DIRECTIONS:
Starting at the line that has "Exercise. For every instance of the man's face" and stopping after the line that has "point(521, 87)", render that material as a two-column CSV headed input and output. Give each line beginning "Exercise." its own row, quoted in input, with the point lines that follow it joined by spaces into one quoted output field.

AVAILABLE RECORDS:
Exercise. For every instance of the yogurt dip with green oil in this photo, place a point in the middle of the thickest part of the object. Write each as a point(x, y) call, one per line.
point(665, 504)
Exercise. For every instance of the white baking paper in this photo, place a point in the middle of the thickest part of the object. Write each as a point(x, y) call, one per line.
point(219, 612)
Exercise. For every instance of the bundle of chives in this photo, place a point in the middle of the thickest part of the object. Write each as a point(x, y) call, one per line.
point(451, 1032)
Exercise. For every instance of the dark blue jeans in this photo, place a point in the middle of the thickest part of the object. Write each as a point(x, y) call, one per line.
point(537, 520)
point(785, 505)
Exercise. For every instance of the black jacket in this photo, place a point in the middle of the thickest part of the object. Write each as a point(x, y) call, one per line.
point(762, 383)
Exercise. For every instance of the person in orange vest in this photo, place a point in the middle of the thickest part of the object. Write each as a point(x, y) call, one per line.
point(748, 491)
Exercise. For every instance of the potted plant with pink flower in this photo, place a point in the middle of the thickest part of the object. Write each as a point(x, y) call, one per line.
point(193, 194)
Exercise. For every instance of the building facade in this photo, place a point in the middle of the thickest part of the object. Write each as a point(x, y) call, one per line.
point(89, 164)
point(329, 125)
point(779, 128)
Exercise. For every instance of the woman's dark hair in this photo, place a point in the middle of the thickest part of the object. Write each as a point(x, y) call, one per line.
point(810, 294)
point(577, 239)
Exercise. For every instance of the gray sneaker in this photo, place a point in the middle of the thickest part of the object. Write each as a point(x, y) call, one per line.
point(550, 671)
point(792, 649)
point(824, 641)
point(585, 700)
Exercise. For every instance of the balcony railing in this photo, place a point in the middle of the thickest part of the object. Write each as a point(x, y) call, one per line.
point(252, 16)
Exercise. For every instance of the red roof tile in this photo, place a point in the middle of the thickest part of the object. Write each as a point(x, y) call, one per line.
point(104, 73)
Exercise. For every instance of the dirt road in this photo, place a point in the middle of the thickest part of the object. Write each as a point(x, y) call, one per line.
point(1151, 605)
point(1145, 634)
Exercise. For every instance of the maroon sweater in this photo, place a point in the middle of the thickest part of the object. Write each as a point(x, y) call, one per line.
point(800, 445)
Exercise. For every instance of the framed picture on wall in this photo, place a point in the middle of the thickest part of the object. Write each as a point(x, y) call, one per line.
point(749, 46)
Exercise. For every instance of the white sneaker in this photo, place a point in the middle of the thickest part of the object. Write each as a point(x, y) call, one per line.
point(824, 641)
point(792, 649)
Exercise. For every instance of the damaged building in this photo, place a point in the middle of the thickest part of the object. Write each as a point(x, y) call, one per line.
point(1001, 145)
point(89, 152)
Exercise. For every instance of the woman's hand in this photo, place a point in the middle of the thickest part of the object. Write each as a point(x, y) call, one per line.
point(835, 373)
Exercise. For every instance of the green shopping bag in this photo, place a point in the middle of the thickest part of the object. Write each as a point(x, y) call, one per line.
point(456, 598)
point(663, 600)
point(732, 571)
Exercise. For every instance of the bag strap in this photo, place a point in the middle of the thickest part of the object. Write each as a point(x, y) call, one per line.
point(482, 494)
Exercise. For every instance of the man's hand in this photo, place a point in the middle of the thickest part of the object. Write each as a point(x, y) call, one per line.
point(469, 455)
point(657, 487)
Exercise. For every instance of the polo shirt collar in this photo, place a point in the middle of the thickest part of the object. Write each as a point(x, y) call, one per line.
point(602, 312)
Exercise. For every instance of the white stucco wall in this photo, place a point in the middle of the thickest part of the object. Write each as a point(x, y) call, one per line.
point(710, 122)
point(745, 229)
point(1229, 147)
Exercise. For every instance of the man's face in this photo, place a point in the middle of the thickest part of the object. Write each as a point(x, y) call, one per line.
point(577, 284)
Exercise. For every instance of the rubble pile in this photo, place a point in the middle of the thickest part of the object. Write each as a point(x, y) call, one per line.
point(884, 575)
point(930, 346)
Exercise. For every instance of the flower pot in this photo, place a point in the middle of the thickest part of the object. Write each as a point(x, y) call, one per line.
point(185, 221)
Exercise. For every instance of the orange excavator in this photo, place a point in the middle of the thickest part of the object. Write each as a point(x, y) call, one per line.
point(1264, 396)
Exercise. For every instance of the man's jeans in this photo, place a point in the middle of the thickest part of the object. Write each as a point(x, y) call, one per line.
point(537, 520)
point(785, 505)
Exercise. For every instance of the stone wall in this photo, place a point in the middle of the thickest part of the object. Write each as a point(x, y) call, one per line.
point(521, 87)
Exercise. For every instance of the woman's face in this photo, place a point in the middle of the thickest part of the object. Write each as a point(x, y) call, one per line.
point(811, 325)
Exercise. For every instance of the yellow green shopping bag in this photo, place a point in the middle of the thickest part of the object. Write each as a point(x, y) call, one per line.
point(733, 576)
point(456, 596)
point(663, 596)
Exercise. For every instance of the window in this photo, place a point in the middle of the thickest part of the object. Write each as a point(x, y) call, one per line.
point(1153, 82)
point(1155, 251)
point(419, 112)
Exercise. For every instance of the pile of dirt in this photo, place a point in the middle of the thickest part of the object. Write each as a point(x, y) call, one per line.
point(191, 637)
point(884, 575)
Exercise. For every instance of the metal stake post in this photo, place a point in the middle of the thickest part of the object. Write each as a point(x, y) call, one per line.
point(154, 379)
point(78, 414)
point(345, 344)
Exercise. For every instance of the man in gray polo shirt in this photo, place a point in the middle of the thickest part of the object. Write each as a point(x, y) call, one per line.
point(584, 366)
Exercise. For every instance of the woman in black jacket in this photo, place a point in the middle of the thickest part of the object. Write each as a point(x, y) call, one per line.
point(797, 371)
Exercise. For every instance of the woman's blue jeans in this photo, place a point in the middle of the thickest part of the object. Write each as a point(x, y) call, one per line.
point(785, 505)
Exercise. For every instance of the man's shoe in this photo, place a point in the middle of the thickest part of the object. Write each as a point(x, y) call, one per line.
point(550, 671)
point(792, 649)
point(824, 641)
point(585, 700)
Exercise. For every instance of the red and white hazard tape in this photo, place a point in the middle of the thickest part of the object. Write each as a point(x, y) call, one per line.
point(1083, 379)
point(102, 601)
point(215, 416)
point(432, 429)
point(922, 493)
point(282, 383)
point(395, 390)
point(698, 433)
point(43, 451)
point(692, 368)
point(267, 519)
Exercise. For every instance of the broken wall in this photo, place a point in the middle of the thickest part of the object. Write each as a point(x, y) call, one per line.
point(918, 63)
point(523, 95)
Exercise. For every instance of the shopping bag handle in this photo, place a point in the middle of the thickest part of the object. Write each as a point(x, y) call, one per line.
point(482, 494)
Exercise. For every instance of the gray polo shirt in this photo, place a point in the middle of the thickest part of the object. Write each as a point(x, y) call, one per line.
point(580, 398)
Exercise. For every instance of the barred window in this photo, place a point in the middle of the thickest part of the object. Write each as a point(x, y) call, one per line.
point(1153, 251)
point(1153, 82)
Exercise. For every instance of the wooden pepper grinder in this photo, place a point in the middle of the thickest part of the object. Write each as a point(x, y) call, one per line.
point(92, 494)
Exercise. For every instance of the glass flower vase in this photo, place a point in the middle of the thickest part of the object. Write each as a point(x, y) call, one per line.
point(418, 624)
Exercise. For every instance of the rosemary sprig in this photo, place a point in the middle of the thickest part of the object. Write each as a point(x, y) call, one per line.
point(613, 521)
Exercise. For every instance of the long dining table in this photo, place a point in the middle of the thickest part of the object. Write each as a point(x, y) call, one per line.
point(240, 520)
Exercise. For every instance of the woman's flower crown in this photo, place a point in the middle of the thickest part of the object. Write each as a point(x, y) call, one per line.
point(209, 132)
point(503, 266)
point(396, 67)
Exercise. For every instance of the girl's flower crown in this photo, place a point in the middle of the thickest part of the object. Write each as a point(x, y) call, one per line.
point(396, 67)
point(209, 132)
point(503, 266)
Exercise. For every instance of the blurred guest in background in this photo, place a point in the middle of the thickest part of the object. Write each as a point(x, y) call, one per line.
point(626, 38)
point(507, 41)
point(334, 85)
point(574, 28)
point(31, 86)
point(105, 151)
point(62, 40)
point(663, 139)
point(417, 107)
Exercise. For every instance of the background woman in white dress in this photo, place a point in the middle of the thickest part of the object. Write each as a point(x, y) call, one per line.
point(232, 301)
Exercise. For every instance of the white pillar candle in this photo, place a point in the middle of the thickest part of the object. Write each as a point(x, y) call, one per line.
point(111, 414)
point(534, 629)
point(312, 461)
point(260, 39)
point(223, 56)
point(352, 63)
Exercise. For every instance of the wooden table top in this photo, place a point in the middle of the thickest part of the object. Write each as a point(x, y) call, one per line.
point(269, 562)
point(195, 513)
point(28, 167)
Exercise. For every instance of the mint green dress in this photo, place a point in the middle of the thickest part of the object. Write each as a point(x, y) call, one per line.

RESULT BELOW:
input,output
"Exercise. For every instance of the man's face in this photo, place a point in the middle of the thickest part of the object. Write each as a point(x, y) call, one per line.","point(577, 284)"
"Exercise. For every instance of the rubble pile in this photo, place a point in the middle of the thickest part of the object. Write each as a point(x, y) call, one per line.","point(884, 575) point(930, 346)"
"Exercise. For every instance of the flower pot in this photo, place a point in the middle of the thickest part of the object. Write each as a point(x, y) call, one per line.","point(185, 221)"
"Exercise. For every instance of the orange excavator in this photo, place a point in the middle of the thickest part of the object. Write each as a point(x, y) call, one per line.","point(1264, 396)"
"Exercise. For every instance of the man's jeans in this photo, place a point in the middle of the thickest part of the object. Write each as a point(x, y) call, one per line.","point(537, 520) point(785, 505)"
"Exercise. For every instance of the stone wall in this photo, place a point in the middle of the thickest part of the object. Write each as a point(x, y) call, one per line.","point(521, 87)"